- **Directives**
(1) In the Yeager passage, what does the author say the Federal Reserve failed to do in 2008 when dollar demand rose sharply?
(2) Write out the section of the Yeager passage that begins with the words containing "Say’s law overlooks" and ends with "are being offered.".
(3) Continue the Yeager passage, starting after its final sentence.

Yeager not only provides very good insight into understanding the monetary transmission mechanism, but he also in my view provides a key insight to understanding what happened in 2008. This is from The Fluttering Veil: (David Beckworth has earlier used the same quote)

Say’s law, or a crude version of it, rules out general overproduction: an excess supply of some things in relation to the demand for them necessarily constitutes an excess demand for some other things in relation to their supply…

The catch is this: while an excess supply of some things necessarily mean an excess demand for others, those other things may, unhappily, be money. If so, depression in some industries no longer entails boom in others…

[T]the quantity of money people desire to hold does not always just equal the quantity they possess. Equality of the two is an equilibrium condition, not an identity. Only in… monetary equilibrium are they equal. Only then are the total value of goods and labor supplied and demanded equal, so that a deficient demand for some kinds entails and excess demand for others.

Say’s law overlooks monetary disequilibrium. If people on the whole are trying to add more money to their total cash balances than is being added to the total money stock (or are trying to maintain their cash balances when the money stock is shrinking), they are trying to sell more goods and labor than are being bought. If people on the whole are unwilling to add as much money to their total cash balances as is being added to the total money stock (or are trying to reduce their cash balances when the money stock is not shrinking), they are trying to buy more goods and labor than are being offered.

The most striking characteristic of depression is not overproduction of some things and underproduction of others, but rather, a general “buyers’ market,” in which sellers have special trouble finding people willing to pay more for goods and labor. Even a slight depression shows itself in the price and output statistics of a wide range of consumer-goods and investment-goods industries. Clearly some very general imbalance must exist, involving the one thing–money–traded on all markets. In inflation, an opposite kind of monetary imbalance is even more obvious.

This is exactly what happened in 2008 – dollar demand rose sharply, but the Federal Reserve failed to ensure monetary equilibrium by not sufficiently increasing the supply of base money. That caused the Great Recession.

Finally I would also note that Yeager in his article (with Robert Greenfield)  Money and Credit confused: An Appraisal of Economic Doctrine and Federal Reserve Procedure explained the very crucial difference between money and credit. 

In a great tribute (published yesterday) to Yeager Bill Woolsey – Market Monetarist and student of Yeager – explains:

Yeager was certainly aware that a banking system might respond to depressed economic conditions by reducing the quantity of money rather than holding it steady.    This points to an additional major emphasis of his work–the distinction between money and credit.   For Yeager, money is the medium of exchange.   The quantity is the amount that exists and the demand is the amount that people would like to hold.   Credit, on the other hand, involves borrowing and lending.   Banks can lend money into existence, expanding the quantity of money even if there is no one who wants to hold the additional balances.   And those wishing to hold additional money balances have no directly reason to show up at a bank seeking to borrow.   The interest rate that clears credit markets does not necessarily keep the quantity of money equal to the demand to hold it.    It is the price level for goods and services, along with the prices of resources, including nominal wages, that must adjust to keep the real quantity  of money equal to the demand to hold it.

- **Listed entries**
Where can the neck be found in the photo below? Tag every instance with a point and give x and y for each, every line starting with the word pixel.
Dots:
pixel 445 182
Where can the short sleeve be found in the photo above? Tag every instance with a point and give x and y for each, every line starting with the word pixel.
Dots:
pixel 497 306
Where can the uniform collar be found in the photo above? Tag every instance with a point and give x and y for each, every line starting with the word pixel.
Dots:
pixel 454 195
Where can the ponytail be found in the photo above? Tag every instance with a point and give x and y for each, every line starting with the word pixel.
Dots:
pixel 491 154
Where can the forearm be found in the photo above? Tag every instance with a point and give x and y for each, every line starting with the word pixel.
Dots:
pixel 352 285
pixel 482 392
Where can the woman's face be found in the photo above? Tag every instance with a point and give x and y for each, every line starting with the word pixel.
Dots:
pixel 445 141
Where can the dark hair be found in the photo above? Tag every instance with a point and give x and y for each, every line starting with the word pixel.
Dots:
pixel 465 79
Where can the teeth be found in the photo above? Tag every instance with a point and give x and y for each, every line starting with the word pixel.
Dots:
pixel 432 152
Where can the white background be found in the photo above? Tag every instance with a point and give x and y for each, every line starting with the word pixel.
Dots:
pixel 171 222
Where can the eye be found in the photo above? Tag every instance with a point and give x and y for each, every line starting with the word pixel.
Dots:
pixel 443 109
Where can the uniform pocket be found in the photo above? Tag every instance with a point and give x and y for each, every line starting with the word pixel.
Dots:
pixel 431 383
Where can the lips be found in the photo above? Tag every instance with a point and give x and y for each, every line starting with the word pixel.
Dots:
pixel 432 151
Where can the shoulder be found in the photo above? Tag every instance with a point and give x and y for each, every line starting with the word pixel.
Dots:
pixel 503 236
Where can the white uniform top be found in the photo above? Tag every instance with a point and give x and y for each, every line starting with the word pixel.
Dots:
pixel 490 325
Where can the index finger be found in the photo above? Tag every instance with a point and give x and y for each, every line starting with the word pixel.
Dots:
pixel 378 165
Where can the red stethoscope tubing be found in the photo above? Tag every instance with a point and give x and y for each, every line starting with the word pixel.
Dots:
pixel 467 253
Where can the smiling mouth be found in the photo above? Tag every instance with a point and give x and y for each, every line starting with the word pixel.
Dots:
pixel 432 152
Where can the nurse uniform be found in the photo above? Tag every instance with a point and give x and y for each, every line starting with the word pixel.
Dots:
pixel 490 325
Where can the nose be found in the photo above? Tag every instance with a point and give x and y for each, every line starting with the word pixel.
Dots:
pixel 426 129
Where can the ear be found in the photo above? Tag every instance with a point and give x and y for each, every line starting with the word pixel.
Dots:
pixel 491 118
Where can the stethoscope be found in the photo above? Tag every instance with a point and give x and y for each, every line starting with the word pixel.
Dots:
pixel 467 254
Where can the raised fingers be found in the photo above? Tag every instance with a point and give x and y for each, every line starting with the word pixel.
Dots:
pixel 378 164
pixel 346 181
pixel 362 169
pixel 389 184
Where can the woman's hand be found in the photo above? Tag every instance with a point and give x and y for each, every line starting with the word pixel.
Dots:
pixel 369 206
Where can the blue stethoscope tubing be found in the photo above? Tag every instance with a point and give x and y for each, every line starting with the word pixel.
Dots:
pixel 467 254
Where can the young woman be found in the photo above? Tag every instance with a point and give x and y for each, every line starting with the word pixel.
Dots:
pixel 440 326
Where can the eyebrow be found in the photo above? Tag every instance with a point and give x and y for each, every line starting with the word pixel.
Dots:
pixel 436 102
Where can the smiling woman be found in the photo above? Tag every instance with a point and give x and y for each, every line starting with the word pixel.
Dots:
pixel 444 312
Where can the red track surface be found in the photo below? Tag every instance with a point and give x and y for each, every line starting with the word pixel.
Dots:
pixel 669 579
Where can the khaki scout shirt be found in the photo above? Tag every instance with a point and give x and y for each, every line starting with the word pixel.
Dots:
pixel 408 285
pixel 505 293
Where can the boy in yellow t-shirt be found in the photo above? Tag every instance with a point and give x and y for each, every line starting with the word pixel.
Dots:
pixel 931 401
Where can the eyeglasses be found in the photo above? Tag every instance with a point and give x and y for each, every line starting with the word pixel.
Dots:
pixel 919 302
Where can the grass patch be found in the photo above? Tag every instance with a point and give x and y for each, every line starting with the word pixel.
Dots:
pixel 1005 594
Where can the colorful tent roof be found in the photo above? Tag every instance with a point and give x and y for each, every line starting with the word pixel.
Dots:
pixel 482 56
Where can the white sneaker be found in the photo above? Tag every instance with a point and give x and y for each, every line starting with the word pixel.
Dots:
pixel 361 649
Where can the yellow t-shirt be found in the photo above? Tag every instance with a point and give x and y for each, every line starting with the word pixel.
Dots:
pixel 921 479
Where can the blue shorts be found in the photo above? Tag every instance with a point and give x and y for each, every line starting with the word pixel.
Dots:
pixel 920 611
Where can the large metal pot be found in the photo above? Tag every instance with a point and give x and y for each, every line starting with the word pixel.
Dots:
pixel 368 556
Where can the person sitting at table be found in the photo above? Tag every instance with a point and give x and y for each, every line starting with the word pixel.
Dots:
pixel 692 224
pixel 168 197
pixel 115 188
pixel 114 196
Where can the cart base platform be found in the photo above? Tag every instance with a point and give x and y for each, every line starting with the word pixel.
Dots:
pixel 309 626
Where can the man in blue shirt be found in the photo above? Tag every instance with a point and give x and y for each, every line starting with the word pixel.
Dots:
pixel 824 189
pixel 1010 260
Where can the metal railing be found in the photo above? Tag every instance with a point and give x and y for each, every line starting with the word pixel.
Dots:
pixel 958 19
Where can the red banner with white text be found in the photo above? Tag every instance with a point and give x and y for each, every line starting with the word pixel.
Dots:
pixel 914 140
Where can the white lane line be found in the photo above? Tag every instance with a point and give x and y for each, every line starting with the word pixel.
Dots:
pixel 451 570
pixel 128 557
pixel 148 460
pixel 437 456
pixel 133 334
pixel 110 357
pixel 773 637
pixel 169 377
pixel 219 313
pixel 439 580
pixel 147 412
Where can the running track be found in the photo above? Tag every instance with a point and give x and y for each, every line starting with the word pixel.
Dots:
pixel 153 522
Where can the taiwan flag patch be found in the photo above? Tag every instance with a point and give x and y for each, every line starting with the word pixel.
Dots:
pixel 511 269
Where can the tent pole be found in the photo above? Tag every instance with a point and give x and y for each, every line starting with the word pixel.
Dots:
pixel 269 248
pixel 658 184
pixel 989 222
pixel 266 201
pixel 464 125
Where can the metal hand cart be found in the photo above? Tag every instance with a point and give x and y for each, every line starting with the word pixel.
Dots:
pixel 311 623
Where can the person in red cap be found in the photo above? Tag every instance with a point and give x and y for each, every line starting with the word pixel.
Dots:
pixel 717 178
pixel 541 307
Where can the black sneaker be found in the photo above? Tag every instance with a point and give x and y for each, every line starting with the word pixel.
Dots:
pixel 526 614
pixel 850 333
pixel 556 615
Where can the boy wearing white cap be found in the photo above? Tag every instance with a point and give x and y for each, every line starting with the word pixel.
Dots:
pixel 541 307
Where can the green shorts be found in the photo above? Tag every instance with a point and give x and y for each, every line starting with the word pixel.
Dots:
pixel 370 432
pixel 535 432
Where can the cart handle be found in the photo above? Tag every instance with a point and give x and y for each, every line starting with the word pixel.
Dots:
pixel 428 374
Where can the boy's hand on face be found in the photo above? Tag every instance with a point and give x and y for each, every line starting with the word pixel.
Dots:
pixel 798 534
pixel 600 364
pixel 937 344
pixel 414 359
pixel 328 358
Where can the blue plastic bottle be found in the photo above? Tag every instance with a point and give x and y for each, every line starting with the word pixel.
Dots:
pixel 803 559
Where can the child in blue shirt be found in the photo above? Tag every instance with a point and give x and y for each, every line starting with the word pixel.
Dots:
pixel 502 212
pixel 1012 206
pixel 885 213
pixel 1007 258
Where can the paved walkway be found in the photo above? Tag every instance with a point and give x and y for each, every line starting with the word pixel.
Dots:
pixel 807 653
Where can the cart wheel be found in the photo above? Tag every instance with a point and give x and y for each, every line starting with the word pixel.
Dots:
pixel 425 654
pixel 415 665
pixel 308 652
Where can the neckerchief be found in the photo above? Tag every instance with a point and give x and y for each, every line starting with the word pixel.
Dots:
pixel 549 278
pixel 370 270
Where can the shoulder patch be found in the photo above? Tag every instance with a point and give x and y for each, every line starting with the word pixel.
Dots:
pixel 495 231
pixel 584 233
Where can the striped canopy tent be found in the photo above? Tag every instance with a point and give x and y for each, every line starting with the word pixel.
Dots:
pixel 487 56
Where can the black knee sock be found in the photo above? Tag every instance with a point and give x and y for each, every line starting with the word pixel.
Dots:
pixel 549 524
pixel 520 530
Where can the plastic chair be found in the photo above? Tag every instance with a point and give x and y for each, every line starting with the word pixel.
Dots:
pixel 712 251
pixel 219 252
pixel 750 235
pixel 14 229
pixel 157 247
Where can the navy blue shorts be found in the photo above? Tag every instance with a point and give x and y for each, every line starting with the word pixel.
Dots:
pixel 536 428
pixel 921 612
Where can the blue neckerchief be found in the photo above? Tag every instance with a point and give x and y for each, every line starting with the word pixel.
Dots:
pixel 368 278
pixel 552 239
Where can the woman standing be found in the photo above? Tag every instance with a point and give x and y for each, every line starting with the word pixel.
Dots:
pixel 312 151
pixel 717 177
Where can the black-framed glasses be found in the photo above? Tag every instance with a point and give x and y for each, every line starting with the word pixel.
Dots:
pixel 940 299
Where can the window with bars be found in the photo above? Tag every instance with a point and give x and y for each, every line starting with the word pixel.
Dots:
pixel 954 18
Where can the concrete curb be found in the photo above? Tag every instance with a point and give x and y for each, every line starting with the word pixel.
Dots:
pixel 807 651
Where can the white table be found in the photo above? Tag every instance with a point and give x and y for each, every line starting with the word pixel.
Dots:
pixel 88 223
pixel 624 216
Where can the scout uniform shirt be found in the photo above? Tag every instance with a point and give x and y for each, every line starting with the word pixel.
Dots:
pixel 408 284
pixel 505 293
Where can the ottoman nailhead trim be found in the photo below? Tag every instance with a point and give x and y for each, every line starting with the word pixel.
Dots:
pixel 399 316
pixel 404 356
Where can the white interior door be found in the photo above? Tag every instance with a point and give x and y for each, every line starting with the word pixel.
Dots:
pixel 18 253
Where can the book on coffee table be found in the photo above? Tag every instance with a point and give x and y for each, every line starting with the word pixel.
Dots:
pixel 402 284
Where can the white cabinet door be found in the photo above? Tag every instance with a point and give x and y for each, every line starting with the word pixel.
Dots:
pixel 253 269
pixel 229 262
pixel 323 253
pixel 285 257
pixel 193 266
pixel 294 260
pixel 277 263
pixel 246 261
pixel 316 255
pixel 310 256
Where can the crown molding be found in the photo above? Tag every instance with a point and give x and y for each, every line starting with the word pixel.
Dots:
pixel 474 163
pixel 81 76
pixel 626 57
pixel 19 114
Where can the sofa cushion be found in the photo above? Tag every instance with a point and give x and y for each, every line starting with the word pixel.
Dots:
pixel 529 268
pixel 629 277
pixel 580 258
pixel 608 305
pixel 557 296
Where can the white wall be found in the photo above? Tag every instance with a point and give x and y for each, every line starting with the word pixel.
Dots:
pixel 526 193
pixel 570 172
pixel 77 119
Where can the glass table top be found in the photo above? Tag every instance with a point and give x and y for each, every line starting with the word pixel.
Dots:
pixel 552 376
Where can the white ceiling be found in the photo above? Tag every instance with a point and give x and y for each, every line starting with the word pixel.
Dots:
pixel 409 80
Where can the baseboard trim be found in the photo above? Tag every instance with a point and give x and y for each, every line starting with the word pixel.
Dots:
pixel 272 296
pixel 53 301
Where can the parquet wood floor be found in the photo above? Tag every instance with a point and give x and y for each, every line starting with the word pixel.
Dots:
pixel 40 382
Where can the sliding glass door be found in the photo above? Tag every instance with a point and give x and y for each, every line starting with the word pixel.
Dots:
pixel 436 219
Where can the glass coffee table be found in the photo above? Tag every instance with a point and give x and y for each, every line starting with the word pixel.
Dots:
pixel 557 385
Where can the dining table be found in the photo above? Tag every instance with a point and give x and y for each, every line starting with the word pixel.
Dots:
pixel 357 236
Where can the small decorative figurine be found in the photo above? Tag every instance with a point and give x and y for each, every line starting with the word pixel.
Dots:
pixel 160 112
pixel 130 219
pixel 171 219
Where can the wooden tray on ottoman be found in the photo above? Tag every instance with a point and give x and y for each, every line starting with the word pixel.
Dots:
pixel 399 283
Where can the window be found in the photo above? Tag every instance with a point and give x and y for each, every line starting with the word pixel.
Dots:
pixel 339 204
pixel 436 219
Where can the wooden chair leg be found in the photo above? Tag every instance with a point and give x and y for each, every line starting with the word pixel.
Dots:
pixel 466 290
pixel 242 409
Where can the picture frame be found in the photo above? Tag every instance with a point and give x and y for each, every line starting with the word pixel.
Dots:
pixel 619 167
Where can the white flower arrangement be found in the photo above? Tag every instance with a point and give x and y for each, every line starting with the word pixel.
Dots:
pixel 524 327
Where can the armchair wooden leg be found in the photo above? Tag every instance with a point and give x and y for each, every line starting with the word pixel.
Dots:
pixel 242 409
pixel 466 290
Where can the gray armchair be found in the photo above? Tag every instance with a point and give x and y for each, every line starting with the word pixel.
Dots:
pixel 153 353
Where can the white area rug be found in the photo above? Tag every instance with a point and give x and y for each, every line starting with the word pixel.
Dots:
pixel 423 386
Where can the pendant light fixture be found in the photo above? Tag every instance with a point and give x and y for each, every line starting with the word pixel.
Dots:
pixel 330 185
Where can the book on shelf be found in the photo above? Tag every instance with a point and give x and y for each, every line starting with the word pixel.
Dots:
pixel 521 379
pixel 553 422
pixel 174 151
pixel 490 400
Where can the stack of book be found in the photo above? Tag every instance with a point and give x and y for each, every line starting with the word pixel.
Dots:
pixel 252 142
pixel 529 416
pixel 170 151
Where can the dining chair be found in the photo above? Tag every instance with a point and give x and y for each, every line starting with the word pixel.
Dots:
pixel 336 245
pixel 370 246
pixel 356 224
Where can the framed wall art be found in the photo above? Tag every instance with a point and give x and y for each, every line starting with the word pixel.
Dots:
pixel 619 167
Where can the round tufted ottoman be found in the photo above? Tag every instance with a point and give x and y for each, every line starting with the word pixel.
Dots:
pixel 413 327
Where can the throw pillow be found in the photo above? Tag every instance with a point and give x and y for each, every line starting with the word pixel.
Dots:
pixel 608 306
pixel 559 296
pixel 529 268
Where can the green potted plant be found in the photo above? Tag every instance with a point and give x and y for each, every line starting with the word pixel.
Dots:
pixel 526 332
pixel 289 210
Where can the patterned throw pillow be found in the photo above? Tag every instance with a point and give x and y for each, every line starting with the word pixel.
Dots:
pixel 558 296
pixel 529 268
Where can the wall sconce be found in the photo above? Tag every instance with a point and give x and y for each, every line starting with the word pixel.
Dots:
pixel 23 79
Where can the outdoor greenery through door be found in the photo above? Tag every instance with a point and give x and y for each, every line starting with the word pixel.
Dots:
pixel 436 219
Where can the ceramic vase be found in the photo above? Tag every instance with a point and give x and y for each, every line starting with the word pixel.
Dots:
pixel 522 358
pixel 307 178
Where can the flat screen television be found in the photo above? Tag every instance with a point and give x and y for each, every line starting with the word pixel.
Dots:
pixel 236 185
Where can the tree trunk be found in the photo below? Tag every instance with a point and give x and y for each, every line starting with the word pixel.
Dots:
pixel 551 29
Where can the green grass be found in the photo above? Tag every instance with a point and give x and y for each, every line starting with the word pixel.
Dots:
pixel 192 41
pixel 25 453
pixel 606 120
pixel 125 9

- **Final results**
(1) It failed to ensure monetary equilibrium because it did not sufficiently increase the supply of base money.

(2)
Say’s law overlooks monetary disequilibrium. If people on the whole are trying to add more money to their total cash balances than is being added to the total money stock (or are trying to maintain their cash balances when the money stock is shrinking), they are trying to sell more goods and labor than are being bought. If people on the whole are unwilling to add as much money to their total cash balances as is being added to the total money stock (or are trying to reduce their cash balances when the money stock is not shrinking), they are trying to buy more goods and labor than are being offered.

(3)
One could only hope that the central bankers in Frankfurt would study Yeager (and Woolsey!) to understand this crucial difference between money and credit and then we might get monetary easing – to ensure monetary equilibrium rather than the numerous odd credit policies we have seen in recent years. The problem is not a “broken transmission mechanism”, but monetary disequilibrium. No one explains that better than Leland Yeager.

I could – and should – write a lot more on Leland Yeager (for example on his contribution to international trade and international monetary theory), but I will leave it for that for now.

But you shouldn’t stop reading yet. Kurt Schuler over at freebanking.org has collected a number of excellent tributes to Leland Yeager from a number of his friends, colleagues and former students. Here is the impressive list:

Thomas D. Willett
David Tuerck
Roger Koppl
Warren Coats
Kenneth Elzinga
Jim Dorn
Robert Greenfield
Kurt Schuler

Conference – Free Banking systems: diversity in financial and economic growth

Lund University (in Skåne, Sweden) is less than one hour drive from my home in Copenhagen so I very much hope I will be able to participate in the upcoming conference on  “Free Banking systems: diversity in financial and economic growth” at Lund University School of Economics and Management on September 4 – 5 2014. Furthermore, the conference will hopefully lure monetary scholars to Copenhagen as well. I will certainly see whether we could arrange some informal get-together in Copenhagen in connection with the conference.

The conference looks very promising.

I have stolen this from Kurt Schuler at Freebanking.org:

Call for papers:
Conference: Free Banking systems: diversity in financial and economic growth
Lund University School of Economics and Management, September 4 – 5, 2014

Department of Economic History, Lund University, Sweden
For more info on the venue please see: http://www.ekh.lu.se/en

Travelling: Most conveniently to Copenhagen Airport (Kastrup)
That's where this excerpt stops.